The records below must be retyped exactly.
===== DATA FOR THIS EXERCISE
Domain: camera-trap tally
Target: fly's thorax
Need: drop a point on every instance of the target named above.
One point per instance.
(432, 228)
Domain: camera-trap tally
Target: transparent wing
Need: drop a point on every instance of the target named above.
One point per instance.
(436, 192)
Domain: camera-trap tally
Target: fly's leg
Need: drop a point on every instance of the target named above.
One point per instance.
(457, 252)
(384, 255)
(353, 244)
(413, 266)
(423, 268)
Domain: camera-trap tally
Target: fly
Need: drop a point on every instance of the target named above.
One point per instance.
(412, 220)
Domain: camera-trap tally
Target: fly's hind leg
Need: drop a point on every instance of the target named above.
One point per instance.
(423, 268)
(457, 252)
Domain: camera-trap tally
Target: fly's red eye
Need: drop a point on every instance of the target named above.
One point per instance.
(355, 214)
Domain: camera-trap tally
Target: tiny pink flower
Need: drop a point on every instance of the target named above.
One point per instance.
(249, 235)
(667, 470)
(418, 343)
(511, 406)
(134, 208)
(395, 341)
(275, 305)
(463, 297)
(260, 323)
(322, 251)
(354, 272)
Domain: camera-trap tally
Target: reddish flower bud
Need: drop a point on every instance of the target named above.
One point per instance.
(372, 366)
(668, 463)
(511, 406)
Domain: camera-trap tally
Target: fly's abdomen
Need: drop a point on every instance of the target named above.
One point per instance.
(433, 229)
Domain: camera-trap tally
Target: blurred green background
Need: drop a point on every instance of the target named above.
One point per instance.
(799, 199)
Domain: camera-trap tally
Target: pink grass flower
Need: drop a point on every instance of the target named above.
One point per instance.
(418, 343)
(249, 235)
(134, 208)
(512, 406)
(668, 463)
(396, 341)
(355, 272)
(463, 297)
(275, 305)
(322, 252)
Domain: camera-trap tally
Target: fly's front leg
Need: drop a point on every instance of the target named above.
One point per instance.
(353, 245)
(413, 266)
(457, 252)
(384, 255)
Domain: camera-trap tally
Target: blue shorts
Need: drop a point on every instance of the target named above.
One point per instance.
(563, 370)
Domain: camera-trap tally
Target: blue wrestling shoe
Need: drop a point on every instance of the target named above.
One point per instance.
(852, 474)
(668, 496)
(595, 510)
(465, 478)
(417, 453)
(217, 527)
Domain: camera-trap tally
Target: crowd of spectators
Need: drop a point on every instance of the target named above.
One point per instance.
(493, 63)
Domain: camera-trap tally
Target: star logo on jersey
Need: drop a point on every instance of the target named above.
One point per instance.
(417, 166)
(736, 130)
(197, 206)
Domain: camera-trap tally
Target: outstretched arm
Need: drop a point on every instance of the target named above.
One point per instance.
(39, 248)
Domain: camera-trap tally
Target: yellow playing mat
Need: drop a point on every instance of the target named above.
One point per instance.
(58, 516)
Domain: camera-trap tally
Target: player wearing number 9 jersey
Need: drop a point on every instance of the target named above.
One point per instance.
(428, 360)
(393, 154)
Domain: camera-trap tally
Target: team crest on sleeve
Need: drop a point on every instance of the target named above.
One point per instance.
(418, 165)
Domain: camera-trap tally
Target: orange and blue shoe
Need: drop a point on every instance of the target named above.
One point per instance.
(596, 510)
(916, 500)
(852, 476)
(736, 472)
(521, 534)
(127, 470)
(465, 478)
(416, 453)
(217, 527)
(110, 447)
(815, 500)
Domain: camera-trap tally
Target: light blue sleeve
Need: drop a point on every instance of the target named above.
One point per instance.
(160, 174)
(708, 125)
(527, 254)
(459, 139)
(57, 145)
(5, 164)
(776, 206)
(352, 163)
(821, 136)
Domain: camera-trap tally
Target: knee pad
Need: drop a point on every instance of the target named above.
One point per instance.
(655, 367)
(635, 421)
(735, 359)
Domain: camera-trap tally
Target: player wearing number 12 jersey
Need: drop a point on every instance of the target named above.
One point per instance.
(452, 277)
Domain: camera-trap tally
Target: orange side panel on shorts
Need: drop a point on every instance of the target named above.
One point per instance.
==========
:: CORRECT OUTPUT ::
Domain: camera-trap tally
Target: fly's thorax
Need: drop a point on every instance of the target named above.
One point per instance.
(432, 228)
Domain: camera-trap tally
Target: transparent wing
Need: drop a point on every instance of the target named above.
One point per instance.
(436, 192)
Domain: camera-trap tally
Target: fly's leg
Need: drop a point on every instance of the target named above.
One point per instance.
(457, 252)
(384, 255)
(353, 244)
(413, 266)
(423, 268)
Domain: camera-trap tally
Target: fly
Need: drop a point on every instance of the target named above.
One point per instance.
(412, 220)
Domain: camera-trap tally
Target: fly's hind leg
Need: drop a point on every instance of the target named above.
One point per instance.
(423, 268)
(457, 252)
Domain: camera-trap tally
Target: fly's red eye
Need: drop a point on every instance of the target named above.
One point per instance.
(355, 214)
Domain: camera-trap tally
Target: tiny pink flower
Need: drop a point on every instance of the target named above.
One point per instance.
(249, 235)
(667, 470)
(418, 343)
(511, 406)
(134, 208)
(395, 341)
(275, 305)
(463, 297)
(260, 323)
(322, 251)
(354, 272)
Domain: camera-trap tally
Target: reddish flower bud
Need: drop a point on every instance of the target named above.
One point per instance.
(372, 366)
(668, 463)
(511, 406)
Domain: camera-trap tally
Target: fly's abdomen
Need: drop a point on every instance of the target named above.
One point per instance.
(433, 229)
Domain: camera-trap tally
Target: blurred green background
Need: drop a point on every instance of the target named above.
One point per instance.
(799, 199)
Domain: camera-trap tally
Target: pink grass flower
Need: drop a point on every instance of the target named above.
One point per instance.
(418, 343)
(249, 235)
(134, 208)
(512, 406)
(668, 463)
(396, 341)
(355, 272)
(463, 297)
(275, 305)
(322, 252)
Domain: camera-trap tally
Target: fly's front leg
Need: drop a point on every instance of the target named above.
One point per instance.
(353, 245)
(413, 266)
(457, 252)
(384, 255)
Domain: camera-trap tally
Target: blue shorts
Need: drop a point on every instance of the target named above.
One point per instance.
(563, 370)
Domain: camera-trap tally
Target: blue wrestling shoe
Need: drop a point on every instance of the target named above.
One point per instance.
(852, 474)
(668, 496)
(595, 510)
(465, 478)
(417, 453)
(217, 527)
Domain: camera-trap tally
Target: crowd of spectators
Need: drop a point on every instance of the target named above.
One point per instance.
(493, 63)
Domain: camera-trap tally
Target: star logo on jersey
Need: drop a point on every instance of the target named above.
One point per instance.
(417, 166)
(736, 130)
(197, 206)
Domain: camera-trap tally
Target: outstretched arm
Need: drop a point on every instance of the target named above.
One point per instance.
(39, 248)
Domain: camera-trap tally
Target: yellow playing mat
Need: drop a point on every instance of the target named above.
One point per instance.
(58, 516)
Domain: camera-trap tally
Target: player wearing number 9 jersey
Need: drop a point on every instance of the target named above.
One point per instance.
(428, 360)
(393, 154)
Domain: camera-trap tally
Target: team crest on sleeve
Need: drop a point on every instance of the target named above.
One point per instance.
(418, 165)
Domain: camera-trap tally
Target: orange and blue shoe
Need: drop a point on every instance of the target named above.
One point per instance.
(596, 510)
(916, 500)
(852, 476)
(736, 472)
(521, 534)
(127, 470)
(465, 478)
(416, 453)
(217, 527)
(110, 447)
(815, 500)
Domain: camera-trap tally
Target: light blue sleeve
Need: drop a point on every instance of the target named above.
One point per instance.
(160, 174)
(708, 125)
(527, 254)
(459, 139)
(57, 145)
(5, 164)
(776, 206)
(352, 163)
(821, 136)
Domain: camera-trap tally
Target: knee pad
Need: drop a point on every instance of the target named above.
One point per instance.
(655, 367)
(635, 421)
(735, 359)
Domain: camera-trap tally
Target: player wearing number 12 jersey
Need: drop a point on every instance of the target named above.
One point per instance.
(452, 277)
Domain: camera-trap tally
Target: orange side panel on shorts
Need: drop a point on every instance of the target named above.
One point per instance.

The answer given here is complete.